■ Exercise passage
#####
Here are nine points to consider as you sift through your options:
Convenience counts a great deal, fitness experts say. The easier it
is for you to get to a center, the more likely you are to use it. In
judging convenience of location, think first about the time of day
you prefer to exercise. Before work? During your lunch break? At the
end of your workday? If, say, it's the latter, pick a center that's
right on your way home from work. If you hope to get the whole
family active, choose a center near your home.
Compare centers' fees and what you're getting for your money. Pick a
place that's within your budget. Otherwise, if the membership fee
puts a strain on your finances, you'll soon have an excuse to drop
3. Personal interests.
Perhaps you have favorite fitness activities you enjoy or want to
try, such as swimming, or basketball, or Pilates -- a set of
exercises focusing on strengthening and stretching the body. Find
out if the center has the necessary facilities or equipment.
4. Get a tour.
Once you've narrowed your choices, schedule a guided tour of each
facility you're considering. Take your tour at the time of day
you're most likely to work out. Do you have any trouble finding
parking when you arrive? How crowded is the center? Does it have the
kind of fitness equipment you like to use, and does there seem to be
enough of it to meet demand? Is the equipment kept in good
condition? Are workout areas and locker rooms clean? Would you feel
comfortable in this environment? If music is piped into the workout
areas, is it something you can stand to listen to? Ask your tour
guide to give you a chance to talk in private to people using the
facility to get their comments and reactions.
Years ago, you walked into a fitness center, checked in at the front
desk, and then were pretty much on your own to figure out what to do
and how to do it. Not anymore. These days, centers tend to be better
staffed with people who can help you use equipment properly and
answer your questions. Personal trainers may be on hand to give you
individualized instruction and guidance. Ask about staffing. What
kinds of help and how much one-on-one attention do staff members
provide? What credentials and certifications do they have?
#####
■ Data section

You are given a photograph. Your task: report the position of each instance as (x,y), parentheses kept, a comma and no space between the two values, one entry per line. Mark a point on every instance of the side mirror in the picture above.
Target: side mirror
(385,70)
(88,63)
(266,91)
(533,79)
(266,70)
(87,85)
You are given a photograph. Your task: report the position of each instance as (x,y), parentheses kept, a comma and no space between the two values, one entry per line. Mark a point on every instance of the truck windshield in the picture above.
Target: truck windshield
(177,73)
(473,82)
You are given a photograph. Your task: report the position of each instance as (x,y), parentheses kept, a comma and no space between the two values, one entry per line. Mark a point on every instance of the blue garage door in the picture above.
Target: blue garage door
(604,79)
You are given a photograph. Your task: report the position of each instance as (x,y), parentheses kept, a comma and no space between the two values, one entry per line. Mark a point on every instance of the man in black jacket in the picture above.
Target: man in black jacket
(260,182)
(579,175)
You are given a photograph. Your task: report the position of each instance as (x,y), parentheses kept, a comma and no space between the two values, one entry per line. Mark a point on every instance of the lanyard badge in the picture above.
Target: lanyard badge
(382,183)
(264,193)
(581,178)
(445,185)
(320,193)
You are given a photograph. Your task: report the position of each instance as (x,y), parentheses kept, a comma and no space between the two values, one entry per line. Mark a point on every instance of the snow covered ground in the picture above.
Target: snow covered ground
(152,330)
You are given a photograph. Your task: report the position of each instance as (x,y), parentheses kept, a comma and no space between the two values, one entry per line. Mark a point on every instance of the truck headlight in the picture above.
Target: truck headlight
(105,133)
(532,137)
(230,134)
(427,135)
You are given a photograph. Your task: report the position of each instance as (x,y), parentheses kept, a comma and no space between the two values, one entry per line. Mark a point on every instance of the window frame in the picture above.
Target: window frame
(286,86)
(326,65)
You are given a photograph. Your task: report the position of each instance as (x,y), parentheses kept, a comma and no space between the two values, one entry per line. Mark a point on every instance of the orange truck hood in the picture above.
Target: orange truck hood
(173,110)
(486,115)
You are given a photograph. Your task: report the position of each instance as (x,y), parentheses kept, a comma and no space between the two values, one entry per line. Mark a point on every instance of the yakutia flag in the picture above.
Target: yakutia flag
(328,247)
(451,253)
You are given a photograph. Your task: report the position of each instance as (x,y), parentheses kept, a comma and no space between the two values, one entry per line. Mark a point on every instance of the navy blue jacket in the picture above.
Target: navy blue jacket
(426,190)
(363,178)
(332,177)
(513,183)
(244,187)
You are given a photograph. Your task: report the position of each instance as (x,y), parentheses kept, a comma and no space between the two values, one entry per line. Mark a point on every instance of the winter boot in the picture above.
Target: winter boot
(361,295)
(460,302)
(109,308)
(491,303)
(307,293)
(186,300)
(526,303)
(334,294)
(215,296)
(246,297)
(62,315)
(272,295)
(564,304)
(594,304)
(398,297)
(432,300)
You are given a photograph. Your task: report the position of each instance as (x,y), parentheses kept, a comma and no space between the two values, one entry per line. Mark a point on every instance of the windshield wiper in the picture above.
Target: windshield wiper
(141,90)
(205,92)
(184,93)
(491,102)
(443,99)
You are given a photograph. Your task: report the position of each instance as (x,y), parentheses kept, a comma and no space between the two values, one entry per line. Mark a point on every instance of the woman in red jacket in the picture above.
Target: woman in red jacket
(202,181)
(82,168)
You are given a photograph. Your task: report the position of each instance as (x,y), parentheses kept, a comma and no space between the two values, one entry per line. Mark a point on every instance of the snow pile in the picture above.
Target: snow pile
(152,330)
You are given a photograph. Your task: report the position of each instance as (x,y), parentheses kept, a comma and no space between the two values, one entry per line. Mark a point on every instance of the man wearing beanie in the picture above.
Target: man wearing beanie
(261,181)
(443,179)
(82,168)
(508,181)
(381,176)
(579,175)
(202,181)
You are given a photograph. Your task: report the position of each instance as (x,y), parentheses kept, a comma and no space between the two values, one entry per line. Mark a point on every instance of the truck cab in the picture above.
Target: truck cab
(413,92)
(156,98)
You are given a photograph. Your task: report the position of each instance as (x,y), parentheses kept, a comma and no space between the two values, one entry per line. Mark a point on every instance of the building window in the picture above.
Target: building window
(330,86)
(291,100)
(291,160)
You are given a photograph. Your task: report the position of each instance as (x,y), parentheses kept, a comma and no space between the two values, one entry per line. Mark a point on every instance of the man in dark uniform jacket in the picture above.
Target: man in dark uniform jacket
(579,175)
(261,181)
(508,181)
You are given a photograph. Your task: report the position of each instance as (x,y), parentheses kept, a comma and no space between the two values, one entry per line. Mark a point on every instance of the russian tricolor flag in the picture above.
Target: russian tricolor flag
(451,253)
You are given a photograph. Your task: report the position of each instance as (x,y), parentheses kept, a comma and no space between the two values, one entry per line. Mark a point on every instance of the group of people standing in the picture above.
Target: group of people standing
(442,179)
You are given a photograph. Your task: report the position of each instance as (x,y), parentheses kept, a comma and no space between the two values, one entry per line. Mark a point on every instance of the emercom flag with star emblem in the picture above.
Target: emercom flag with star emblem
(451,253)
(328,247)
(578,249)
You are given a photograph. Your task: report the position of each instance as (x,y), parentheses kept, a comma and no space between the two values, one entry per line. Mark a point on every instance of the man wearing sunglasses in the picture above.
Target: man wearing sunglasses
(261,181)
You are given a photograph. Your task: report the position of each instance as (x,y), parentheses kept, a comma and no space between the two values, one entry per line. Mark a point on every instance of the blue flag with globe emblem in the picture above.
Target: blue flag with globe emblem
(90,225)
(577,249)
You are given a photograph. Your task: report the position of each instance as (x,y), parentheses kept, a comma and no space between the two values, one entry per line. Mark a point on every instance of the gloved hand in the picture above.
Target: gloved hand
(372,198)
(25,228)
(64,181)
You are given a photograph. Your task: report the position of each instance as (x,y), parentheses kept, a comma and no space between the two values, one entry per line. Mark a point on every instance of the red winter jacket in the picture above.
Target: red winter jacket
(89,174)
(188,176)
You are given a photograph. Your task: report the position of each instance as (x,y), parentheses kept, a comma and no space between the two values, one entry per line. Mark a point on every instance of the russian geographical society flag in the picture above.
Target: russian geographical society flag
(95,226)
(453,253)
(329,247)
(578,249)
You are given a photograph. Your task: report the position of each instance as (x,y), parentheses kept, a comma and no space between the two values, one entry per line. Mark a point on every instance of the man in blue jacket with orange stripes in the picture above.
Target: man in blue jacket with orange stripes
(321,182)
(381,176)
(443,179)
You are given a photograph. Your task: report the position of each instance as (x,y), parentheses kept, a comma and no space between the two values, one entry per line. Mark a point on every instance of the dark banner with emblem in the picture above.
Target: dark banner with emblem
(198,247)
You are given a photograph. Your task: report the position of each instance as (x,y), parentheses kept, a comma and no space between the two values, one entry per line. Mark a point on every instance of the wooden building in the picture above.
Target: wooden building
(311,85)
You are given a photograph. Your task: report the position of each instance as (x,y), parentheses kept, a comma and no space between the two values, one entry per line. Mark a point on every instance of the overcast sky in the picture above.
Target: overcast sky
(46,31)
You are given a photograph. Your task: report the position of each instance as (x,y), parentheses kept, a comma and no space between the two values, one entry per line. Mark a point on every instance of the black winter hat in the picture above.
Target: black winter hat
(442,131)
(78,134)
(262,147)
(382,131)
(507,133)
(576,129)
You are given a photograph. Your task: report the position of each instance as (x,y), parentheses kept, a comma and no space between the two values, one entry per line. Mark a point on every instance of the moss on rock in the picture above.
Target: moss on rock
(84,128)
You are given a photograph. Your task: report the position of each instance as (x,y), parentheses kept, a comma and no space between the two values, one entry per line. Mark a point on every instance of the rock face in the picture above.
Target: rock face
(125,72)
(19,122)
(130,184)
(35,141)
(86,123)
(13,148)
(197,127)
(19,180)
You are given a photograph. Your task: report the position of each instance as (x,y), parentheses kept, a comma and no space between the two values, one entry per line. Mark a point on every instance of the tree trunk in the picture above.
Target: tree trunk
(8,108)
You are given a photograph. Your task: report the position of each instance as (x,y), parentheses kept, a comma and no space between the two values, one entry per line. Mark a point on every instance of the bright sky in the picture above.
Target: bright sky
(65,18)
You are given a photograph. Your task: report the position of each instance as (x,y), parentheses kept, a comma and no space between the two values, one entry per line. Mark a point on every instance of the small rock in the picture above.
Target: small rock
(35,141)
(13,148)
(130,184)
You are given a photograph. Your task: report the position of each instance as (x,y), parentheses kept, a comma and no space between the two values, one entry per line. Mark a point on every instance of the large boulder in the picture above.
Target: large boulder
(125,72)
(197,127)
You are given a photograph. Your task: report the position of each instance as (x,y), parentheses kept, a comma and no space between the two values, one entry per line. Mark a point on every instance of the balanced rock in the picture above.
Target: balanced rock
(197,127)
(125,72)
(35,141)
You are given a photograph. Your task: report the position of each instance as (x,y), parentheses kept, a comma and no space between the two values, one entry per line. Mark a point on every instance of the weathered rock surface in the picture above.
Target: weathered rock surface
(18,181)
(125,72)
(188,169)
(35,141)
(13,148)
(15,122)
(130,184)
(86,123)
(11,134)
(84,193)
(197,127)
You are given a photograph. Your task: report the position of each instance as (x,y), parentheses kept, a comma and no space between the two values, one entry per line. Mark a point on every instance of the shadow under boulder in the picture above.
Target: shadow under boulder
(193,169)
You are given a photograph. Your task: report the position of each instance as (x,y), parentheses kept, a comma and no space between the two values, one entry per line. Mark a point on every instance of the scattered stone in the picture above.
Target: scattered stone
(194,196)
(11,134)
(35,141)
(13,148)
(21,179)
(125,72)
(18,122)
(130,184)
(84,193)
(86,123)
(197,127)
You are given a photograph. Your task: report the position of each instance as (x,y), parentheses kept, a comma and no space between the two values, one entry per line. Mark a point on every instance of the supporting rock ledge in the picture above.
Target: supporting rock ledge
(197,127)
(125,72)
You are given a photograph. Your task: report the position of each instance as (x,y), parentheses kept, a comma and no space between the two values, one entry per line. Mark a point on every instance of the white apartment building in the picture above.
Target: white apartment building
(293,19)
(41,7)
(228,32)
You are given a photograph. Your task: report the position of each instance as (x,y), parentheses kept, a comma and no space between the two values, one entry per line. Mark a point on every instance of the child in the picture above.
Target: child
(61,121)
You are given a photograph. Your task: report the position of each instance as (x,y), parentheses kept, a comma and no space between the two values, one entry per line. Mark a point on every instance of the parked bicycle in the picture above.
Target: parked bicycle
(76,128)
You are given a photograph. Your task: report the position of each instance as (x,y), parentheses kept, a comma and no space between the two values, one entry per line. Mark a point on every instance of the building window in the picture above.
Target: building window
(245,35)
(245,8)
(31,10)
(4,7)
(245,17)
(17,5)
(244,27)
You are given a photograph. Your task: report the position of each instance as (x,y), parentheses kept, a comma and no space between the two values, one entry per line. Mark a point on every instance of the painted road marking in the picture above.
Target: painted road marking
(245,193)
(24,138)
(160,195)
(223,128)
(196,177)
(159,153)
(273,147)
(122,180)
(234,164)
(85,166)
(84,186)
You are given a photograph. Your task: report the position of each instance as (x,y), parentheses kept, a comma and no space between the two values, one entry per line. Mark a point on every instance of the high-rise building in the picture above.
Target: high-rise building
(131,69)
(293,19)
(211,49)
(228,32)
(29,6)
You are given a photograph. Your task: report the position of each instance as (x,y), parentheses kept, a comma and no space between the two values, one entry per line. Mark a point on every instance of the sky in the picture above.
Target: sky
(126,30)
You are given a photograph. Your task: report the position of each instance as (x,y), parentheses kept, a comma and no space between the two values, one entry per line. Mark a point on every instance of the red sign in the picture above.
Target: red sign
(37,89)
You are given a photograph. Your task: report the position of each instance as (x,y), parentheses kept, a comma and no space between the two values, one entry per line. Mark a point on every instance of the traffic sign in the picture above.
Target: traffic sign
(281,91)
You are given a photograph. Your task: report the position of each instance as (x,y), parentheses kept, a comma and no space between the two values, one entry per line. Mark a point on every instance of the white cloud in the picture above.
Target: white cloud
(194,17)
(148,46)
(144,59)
#####
■ What to do
**A)** Answer these questions from the fitness center passage.
(i) Where should you choose a center if you hope to get the whole family active?
(ii) At what time of day should you take your tour of a facility?
(iii) How does the passage describe Pilates?
**B)** From the fitness center passage, extract the stretch from "Here are nine" through "near your home.".

■ Answers provided
**A)**
(i) Near your home.
(ii) At the time of day you're most likely to work out.
(iii) As a set of exercises focusing on strengthening and stretching the body.

**B)**
Here are nine points to consider as you sift through your options:
Convenience counts a great deal, fitness experts say. The easier it
is for you to get to a center, the more likely you are to use it. In
judging convenience of location, think first about the time of day
you prefer to exercise. Before work? During your lunch break? At the
end of your workday? If, say, it's the latter, pick a center that's
right on your way home from work. If you hope to get the whole
family active, choose a center near your home.